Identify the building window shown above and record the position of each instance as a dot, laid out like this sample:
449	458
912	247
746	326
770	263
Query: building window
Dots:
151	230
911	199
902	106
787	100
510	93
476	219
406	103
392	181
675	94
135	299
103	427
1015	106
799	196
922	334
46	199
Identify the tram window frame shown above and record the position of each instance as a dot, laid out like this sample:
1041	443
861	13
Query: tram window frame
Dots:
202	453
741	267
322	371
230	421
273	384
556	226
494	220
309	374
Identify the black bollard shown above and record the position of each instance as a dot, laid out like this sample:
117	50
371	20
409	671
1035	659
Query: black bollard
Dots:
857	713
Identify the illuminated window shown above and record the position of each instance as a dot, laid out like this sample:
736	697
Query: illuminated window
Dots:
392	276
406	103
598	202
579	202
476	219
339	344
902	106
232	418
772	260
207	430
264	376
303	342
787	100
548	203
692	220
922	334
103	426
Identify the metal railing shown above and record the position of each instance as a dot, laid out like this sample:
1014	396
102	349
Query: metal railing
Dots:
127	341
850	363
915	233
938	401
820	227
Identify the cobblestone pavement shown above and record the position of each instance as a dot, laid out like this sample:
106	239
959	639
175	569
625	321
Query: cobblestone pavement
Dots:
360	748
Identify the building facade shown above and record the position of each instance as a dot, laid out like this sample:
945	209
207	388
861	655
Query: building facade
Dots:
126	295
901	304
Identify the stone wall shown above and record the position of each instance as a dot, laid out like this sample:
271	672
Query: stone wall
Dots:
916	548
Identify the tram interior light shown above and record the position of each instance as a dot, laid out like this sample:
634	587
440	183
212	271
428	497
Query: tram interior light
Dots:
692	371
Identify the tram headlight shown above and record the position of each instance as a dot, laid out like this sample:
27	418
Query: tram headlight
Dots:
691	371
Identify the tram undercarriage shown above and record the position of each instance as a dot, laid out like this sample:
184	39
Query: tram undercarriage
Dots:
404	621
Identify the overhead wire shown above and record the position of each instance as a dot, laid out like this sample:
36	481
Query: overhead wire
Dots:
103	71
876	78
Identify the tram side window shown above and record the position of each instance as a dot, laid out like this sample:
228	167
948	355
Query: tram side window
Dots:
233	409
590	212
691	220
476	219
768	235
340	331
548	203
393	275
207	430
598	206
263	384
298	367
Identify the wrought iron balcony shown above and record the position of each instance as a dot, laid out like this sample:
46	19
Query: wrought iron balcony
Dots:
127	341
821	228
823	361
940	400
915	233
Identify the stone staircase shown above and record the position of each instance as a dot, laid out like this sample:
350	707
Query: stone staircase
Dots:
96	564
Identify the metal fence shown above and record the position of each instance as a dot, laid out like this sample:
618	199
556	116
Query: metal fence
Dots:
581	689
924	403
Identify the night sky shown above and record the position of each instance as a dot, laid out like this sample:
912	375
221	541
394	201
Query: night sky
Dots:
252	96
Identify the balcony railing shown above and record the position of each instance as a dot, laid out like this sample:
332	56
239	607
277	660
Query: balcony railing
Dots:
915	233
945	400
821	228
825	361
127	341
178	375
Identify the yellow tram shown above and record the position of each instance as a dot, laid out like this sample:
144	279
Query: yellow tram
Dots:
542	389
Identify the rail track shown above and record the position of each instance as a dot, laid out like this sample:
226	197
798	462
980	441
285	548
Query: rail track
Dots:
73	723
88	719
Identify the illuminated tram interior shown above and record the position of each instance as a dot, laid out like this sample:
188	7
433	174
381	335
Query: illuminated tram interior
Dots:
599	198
:::
Instructions for the task: Rewrite every line of the records above, replacing "sample" with "example" and leaving everything else unchanged.

Task response:
Identify the building window shown above and record the position of each instance as a dot, laid out like this example:
449	458
912	247
746	326
770	263
Query: building window
Dots:
151	230
911	199
902	106
787	100
510	93
476	219
406	103
392	181
675	94
135	299
103	427
1015	106
799	196
922	334
46	199
Identify the tram window frame shown above and record the position of each instance as a dot, laid out like this example:
1041	443
861	13
Query: tram window frame
Dots:
202	453
741	267
322	371
230	421
273	384
556	226
494	220
309	374
Identify the black bollard shown above and record the position of each instance as a dot, laid out like this example:
117	50
371	20
409	671
1035	659
Query: black bollard
Dots:
857	713
Identify the illuminated window shown above and record the position of each instance as a dot, laid out like this example:
736	697
Query: illuminated window
Dots:
392	276
406	103
598	202
579	202
476	219
339	344
902	106
232	418
772	260
207	430
264	376
303	342
787	100
548	203
692	220
922	334
103	426
Identify the metal railing shown above and record the position of each instance as a dot, laid out like this example:
1014	396
102	349
Query: metal railing
Dots:
127	341
850	363
915	233
938	401
820	227
Identify the cobblestone pavement shown above and record the position of each instance as a dot, laid out like this example:
106	239
959	639
175	569
625	321
Query: cobblestone pavement
Dots:
360	748
Identify the building facade shown above and record the position of each instance as a dot, laid out like this example:
945	209
207	388
861	655
Query: building facade
Dots:
126	295
901	304
Identify the stone wall shown above and record the position of each instance as a dot, laid out like this example:
271	672
Query: stone wall
Dots:
916	548
Identify the tram interior light shown above and record the position of each instance as a dot, laid out like this example:
634	587
440	183
212	271
428	497
Query: tram interior light
Dots:
692	371
Identify the tram headlight shown above and record the position of each instance as a dot, laid out like this example:
27	418
Query: tram headlight
Dots:
691	371
Identify the tram undercarriage shown above and record the position of each instance as a dot, laid out like this example:
184	39
Query: tram undercarriage
Dots:
404	621
Identify the overhead wire shown above and record the position of each instance as a dot, laid out like this example:
36	481
Query: overhead wire
Dots:
103	71
876	78
Identify the tram side window shown above and record the position of each instance as a dot, laid out like this example:
228	167
948	355
Query: tram side window
Dots:
233	409
590	212
691	220
476	219
768	235
340	331
548	203
393	275
207	430
598	206
263	384
298	367
Identify the wrought iron balcony shown above and record the position of each instance as a dot, laid out like this example:
46	19
Query: wrought iron balcony
Dots:
127	341
821	228
823	361
940	400
915	233
Identify the stone staircase shown above and record the position of each instance as a dot, laid out like this example:
350	707
Query: stone staircase
Dots:
96	564
Identify the metal fence shown above and record the position of each instance as a dot, laid out like this example:
618	199
556	116
Query: metal fence
Dots:
581	689
924	403
Identify the night sky shown above and record the position of each instance as a dot, laid out like this example:
912	375
221	541
394	201
Query: night sky
Dots:
252	96
Identify the balcony railing shown above and record the position of each instance as a dot, laid out like this example:
332	56
239	607
277	660
Query: balcony railing
Dots:
915	233
945	400
821	228
825	361
127	341
178	375
Identify the yellow tram shown above and record the position of each instance as a dot, laid out like this example:
144	279
Query: yellow tram
Dots:
542	389
Identify the rail track shown above and record the position of each instance as a dot, laid out like this example:
226	197
798	462
980	441
285	548
Query: rail track
Dots:
73	723
88	719
Identify the illuminated tram interior shown above and record the position of each instance as a dot, laid out like this example:
188	7
433	174
381	335
Query: illuminated tram interior
Dots:
599	198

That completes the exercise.